**GOALS:**
1/ In the commentary on the Karadžić case, what does the Appeals Chamber acknowledge about the imposition of assigned counsel?
2/ Please list every legal provision cited by article number in the commentary on the Karadžić case.

**DOCUMENT EXTRACT:**

★ ★ ★ ★

According to both Karadžić Chambers, the wording of that provision clearly shows that an accused only has the right to self-representation or legal assistance of his choosing; as the two rights “stand in binary opposition”, an accused like Karadžić who insists on continuing to represent himself could not at the same time enjoy the right to choice of counsel.45 This interpretation fails to consider that – as the Appeals Chamber even acknowledges in its decision46 – the imposition of assigned counsel is not an exercise, but a restriction of the right of self-representation. Insofar as that imposition is concerned, the accused may insist on his right to self-representation, but he surely is not exercising it; and as far as the right to self-representation is restricted, the right to choice of counsel comes into play again. This is surely the interpretation that these two defence rights – contained also in Art. 14 (3) (d) ICCPR and Art. 6 (3) (c) ECHR, on which Art. 21 (4) of the Statute is based – have received for example in continental law systems providing for “mandatory defence”: There the right to self-representation is most severely restricted, but the right to counsel of one’s choice still applies, of course, not only to accused wishing to be represented, but also – or rather: a fortiori – to accused who would much rather represent themselves. In effect, the Karadžić Chambers add insult to injury when they first restrict the right to self-representation by imposing standby counsel and then also restrict the right to choice of counsel because the accused had insisted – unsuccessfully, of course, as far as such imposition is concerned – on the right to self-representation.

The fact that assigned counsel has not yet been tasked with taking over the defence47 does not change the fact that his assignment is a restriction of the right to self-representation and must thus trigger the right to choice of counsel – particularly since, should the Trial Chamber ever decide to actually impose counsel on Karadžić, it will evidently not give him any further opportunity to choose counsel at that point, but will rather just “activate” the assigned counsel it had already chosen.

★ ★ ★ ★

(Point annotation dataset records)
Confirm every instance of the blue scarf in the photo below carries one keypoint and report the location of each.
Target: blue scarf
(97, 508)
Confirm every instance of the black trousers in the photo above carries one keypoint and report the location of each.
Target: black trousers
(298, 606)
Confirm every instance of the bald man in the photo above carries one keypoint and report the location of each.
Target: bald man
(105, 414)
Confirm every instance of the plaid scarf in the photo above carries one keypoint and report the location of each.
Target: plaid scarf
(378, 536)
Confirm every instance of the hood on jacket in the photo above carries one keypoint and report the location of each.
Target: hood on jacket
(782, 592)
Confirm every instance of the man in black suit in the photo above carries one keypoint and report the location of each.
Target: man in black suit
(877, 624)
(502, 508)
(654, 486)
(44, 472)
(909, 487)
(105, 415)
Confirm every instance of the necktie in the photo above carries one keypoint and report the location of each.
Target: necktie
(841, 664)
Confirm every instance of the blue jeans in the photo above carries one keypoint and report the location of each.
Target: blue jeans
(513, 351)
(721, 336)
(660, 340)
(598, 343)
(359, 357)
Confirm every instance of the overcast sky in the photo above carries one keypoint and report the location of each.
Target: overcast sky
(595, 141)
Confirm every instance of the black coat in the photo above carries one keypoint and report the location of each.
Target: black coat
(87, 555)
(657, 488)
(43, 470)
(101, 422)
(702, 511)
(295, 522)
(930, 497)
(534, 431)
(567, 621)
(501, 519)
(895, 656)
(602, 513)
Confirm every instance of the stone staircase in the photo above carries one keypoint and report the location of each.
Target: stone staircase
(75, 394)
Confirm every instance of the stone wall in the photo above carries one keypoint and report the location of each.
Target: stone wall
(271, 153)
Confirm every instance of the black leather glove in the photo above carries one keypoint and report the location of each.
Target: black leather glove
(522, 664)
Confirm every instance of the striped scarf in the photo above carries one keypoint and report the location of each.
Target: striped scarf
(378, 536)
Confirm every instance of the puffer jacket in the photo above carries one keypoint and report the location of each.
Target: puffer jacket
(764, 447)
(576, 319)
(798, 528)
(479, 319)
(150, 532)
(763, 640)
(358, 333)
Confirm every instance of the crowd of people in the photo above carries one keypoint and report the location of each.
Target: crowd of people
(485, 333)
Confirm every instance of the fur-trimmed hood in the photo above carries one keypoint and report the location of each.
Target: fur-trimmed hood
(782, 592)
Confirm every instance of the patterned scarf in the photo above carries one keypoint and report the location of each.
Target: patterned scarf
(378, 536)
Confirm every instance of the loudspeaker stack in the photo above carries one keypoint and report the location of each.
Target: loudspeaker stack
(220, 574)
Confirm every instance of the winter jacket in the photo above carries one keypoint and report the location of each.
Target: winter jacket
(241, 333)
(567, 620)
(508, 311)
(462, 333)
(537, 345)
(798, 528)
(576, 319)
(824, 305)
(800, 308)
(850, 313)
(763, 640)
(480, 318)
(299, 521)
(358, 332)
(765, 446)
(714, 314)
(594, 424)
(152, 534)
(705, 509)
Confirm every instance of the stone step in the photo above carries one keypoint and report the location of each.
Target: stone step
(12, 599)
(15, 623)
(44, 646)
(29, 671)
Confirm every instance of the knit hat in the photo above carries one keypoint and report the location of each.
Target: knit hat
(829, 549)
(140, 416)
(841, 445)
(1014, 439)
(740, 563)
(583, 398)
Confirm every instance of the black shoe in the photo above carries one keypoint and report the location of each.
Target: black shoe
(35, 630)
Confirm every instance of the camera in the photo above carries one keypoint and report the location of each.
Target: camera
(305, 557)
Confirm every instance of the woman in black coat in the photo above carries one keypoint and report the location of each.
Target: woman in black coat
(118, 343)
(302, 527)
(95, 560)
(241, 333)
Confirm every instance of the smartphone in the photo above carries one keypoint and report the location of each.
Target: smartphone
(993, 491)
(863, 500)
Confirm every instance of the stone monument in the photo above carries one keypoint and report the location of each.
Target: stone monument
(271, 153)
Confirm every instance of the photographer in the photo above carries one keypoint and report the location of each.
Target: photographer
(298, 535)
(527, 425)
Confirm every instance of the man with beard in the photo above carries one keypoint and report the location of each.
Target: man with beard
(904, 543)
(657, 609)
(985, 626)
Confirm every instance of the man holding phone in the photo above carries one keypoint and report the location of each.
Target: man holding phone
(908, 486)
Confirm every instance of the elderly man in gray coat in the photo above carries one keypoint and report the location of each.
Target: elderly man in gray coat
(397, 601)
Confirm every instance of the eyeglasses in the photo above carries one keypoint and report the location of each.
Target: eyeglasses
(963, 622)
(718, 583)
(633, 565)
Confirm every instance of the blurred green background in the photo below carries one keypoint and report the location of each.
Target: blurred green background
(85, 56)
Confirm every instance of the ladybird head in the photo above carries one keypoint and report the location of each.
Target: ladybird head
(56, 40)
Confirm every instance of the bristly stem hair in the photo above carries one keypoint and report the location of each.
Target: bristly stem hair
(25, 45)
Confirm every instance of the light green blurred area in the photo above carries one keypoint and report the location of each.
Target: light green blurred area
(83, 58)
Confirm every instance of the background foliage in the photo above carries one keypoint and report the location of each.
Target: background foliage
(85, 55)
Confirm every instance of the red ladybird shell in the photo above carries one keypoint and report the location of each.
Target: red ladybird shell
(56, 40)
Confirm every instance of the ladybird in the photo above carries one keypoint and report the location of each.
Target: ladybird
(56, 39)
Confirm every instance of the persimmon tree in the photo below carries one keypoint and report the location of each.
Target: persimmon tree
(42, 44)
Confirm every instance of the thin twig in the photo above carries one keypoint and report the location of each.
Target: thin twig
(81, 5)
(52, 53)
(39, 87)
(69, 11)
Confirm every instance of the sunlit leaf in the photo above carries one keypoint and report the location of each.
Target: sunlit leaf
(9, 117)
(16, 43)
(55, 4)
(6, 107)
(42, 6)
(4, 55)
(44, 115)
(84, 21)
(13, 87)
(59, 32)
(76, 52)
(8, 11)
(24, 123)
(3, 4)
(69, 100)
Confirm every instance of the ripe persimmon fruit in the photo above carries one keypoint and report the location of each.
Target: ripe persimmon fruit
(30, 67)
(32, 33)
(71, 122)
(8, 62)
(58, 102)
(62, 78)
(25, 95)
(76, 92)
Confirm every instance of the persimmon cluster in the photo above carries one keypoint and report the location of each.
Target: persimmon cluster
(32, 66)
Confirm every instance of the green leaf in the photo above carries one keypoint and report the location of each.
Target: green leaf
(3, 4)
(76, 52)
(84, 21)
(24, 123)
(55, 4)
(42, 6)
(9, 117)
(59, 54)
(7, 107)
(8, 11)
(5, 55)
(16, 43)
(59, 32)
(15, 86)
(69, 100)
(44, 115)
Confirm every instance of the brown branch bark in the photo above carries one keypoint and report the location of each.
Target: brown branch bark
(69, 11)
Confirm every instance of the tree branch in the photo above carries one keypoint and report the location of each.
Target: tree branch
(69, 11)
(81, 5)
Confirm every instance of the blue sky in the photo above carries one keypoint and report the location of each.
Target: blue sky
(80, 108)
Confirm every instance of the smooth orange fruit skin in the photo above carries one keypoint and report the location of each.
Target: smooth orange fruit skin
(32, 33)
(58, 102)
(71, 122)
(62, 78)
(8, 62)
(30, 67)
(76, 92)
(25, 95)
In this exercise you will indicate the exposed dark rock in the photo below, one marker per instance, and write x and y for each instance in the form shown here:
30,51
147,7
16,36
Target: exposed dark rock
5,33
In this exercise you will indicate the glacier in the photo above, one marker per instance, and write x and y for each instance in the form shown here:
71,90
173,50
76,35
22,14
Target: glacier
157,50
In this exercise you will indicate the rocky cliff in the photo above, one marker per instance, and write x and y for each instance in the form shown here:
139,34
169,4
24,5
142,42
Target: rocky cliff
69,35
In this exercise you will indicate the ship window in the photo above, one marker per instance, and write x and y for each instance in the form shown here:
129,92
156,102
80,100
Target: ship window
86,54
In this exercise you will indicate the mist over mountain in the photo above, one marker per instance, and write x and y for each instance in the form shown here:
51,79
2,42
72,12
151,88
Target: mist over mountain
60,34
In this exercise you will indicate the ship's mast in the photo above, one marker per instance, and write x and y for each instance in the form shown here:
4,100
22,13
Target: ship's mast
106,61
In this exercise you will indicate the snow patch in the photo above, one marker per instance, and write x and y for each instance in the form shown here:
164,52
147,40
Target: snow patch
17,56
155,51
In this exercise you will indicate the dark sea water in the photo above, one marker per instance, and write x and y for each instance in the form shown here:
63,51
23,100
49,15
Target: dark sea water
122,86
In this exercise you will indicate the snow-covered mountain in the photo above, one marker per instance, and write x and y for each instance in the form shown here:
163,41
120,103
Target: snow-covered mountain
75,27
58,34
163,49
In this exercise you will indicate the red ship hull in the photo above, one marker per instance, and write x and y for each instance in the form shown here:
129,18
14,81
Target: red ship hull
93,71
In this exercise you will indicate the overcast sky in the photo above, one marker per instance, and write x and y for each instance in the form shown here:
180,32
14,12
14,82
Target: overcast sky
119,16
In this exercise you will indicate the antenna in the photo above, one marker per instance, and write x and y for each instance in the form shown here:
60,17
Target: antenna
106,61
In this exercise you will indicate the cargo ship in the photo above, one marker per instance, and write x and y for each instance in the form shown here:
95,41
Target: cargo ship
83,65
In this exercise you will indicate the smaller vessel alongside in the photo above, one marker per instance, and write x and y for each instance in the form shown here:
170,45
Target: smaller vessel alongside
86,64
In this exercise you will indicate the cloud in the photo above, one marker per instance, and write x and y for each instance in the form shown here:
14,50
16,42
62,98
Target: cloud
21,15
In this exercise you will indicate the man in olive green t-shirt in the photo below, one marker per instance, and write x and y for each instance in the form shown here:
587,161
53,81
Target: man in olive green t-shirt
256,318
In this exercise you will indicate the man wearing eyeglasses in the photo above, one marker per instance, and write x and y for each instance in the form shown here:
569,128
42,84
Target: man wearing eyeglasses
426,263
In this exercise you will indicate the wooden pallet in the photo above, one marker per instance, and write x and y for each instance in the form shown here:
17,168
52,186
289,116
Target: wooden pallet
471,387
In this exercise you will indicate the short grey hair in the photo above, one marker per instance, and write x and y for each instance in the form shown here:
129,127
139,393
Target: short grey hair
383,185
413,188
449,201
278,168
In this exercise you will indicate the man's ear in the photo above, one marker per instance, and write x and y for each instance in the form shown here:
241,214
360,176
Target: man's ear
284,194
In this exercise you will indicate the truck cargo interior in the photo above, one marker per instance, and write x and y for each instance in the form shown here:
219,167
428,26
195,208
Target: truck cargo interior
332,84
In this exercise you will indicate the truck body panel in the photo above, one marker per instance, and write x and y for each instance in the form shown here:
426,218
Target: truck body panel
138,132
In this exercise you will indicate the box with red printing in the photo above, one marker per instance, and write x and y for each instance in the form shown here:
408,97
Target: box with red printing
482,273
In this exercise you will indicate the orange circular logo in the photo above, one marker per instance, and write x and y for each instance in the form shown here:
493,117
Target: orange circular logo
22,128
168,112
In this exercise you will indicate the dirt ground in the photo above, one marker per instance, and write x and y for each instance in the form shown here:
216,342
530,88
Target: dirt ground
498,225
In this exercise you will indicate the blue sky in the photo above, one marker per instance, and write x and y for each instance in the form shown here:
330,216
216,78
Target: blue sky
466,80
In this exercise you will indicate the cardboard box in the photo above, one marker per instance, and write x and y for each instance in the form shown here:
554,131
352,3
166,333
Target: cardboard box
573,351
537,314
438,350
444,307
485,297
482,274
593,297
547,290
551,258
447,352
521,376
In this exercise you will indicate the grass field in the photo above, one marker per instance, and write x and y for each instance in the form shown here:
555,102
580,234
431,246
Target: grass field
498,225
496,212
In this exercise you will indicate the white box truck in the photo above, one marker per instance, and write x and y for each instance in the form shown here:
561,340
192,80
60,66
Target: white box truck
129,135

★ ★ ★ ★

**EXPECTED OUTPUTS:**
1/ It acknowledges that imposing assigned counsel is not an exercise but a restriction of the right of self-representation.

2/
- Art. 14 (3) (d) ICCPR
- Art. 6 (3) (c) ECHR
- Art. 21 (4) of the Statute